◆ **Task description**: Copy each of the records below word for word, keeping every line exactly as it is.

◆ **Working data**:

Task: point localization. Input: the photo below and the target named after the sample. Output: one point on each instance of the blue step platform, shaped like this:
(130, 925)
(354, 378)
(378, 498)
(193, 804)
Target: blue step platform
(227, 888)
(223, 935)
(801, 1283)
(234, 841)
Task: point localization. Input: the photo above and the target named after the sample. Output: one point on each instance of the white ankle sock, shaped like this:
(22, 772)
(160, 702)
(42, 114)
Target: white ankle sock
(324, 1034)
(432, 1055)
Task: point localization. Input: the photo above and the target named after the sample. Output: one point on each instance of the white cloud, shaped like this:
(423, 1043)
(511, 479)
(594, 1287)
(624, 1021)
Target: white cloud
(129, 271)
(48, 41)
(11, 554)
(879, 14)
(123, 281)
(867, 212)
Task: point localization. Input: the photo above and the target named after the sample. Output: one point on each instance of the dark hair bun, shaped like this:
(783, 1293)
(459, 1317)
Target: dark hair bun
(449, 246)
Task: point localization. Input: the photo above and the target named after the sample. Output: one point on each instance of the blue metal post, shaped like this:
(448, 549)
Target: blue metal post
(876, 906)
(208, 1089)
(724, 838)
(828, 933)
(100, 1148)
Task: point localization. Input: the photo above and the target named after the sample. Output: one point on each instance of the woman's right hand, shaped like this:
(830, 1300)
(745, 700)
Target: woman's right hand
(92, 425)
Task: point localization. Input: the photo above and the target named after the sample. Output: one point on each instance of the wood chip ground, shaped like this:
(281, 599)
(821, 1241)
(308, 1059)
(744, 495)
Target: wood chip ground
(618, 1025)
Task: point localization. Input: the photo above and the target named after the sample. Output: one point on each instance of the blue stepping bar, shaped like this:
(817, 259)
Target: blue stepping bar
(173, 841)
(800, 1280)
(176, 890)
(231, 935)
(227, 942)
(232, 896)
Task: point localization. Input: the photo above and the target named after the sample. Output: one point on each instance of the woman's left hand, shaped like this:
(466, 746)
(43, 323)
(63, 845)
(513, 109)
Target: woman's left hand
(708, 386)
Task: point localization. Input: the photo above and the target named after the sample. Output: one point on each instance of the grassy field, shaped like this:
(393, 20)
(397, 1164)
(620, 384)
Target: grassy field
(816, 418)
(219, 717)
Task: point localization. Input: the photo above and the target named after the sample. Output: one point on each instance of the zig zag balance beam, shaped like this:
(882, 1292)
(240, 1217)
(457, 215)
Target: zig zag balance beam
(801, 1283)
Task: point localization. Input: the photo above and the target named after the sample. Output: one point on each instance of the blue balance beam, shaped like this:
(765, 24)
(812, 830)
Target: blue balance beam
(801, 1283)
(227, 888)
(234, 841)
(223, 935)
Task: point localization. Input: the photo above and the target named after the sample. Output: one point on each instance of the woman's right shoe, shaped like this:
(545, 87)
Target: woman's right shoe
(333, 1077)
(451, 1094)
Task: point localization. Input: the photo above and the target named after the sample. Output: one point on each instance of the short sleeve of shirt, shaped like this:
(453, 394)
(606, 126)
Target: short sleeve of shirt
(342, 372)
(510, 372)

◆ **Solution**:
Task: point localization. Input: the photo below and the target named after the sample. Output: one point on each instance of the blue step platform, shaped like this:
(130, 925)
(354, 378)
(378, 498)
(193, 804)
Target: blue step platform
(227, 888)
(223, 935)
(801, 1283)
(234, 841)
Task: point localization. Input: the photo above and the target named after the sample. Output: one point on each instance of the white ankle sock, shaped like this:
(22, 772)
(160, 702)
(42, 114)
Target: white ankle sock
(324, 1034)
(432, 1055)
Task: point localization. Input: the photo above and the target named after the sample. Output: one point on each instance of the white cloud, shaped like this:
(423, 1043)
(511, 479)
(594, 1287)
(624, 1021)
Target: white cloud
(129, 271)
(48, 41)
(11, 554)
(879, 14)
(123, 281)
(867, 212)
Task: point localization. Input: the photo above and the target named after the sample. Output: one point on each instance of the dark hair bun, shaped like this:
(783, 1293)
(459, 1317)
Target: dark hair bun
(449, 246)
Task: point localization. Input: the photo above and the target named after the sample. Output: one point on each instance of the blue metal post, shaped like this:
(448, 549)
Target: blue metal post
(876, 906)
(208, 1089)
(724, 838)
(828, 933)
(100, 1148)
Task: point localization. Input: the photo above and the target named after the sample. Output: one point on each instance of the woman's right hand, shaped like this:
(830, 1300)
(745, 700)
Target: woman's right hand
(92, 425)
Task: point localization. Input: the photo above and the target named after the sample. Output: one point on each instance of the wood chip ground, shaped like this:
(281, 599)
(821, 1241)
(308, 1059)
(744, 495)
Target: wood chip ground
(618, 1025)
Task: point localization. Input: the photo above and the target named after the sample. Output: one point on each instance of the blue stepping bar, shaped like this:
(817, 259)
Target: blue stepping bar
(173, 841)
(800, 1280)
(176, 890)
(231, 935)
(227, 942)
(232, 896)
Task: point localization. Input: the photo above and the target named after the sample. Output: one point on each instance of the woman's left hand, shaped like this:
(466, 746)
(43, 323)
(63, 845)
(513, 109)
Target: woman's left hand
(708, 386)
Task: point localization. Input: the photo above and the target named after the sample. Output: one point on each instance of the grassy field, shaped like this:
(393, 20)
(397, 1164)
(620, 384)
Target: grassy field
(816, 418)
(219, 717)
Task: point localization. Input: the photo above and the target named after the sample. Output: one point on each instance of the zig zag balance beam, shaped like this:
(882, 1292)
(240, 1217)
(457, 215)
Target: zig zag balance beam
(801, 1283)
Task: point localization. Input: the photo above and the target named after the sample. Output: one point on each instance of the blue balance beam, shaped like this:
(765, 24)
(812, 830)
Target: blue balance beam
(801, 1283)
(227, 888)
(234, 841)
(223, 935)
Task: point localization. Input: the photo above and the target named after the sample. Output: one point on each instance of the woman's right shoe, shaped like this:
(545, 87)
Target: woman's right shoe
(333, 1077)
(451, 1094)
Task: point localization. Input: the photo above and the target named after the sample. Output: one point on each instance of the short sleeve of shirt, shaped like this:
(453, 394)
(606, 126)
Target: short sleeve of shirt
(342, 372)
(510, 372)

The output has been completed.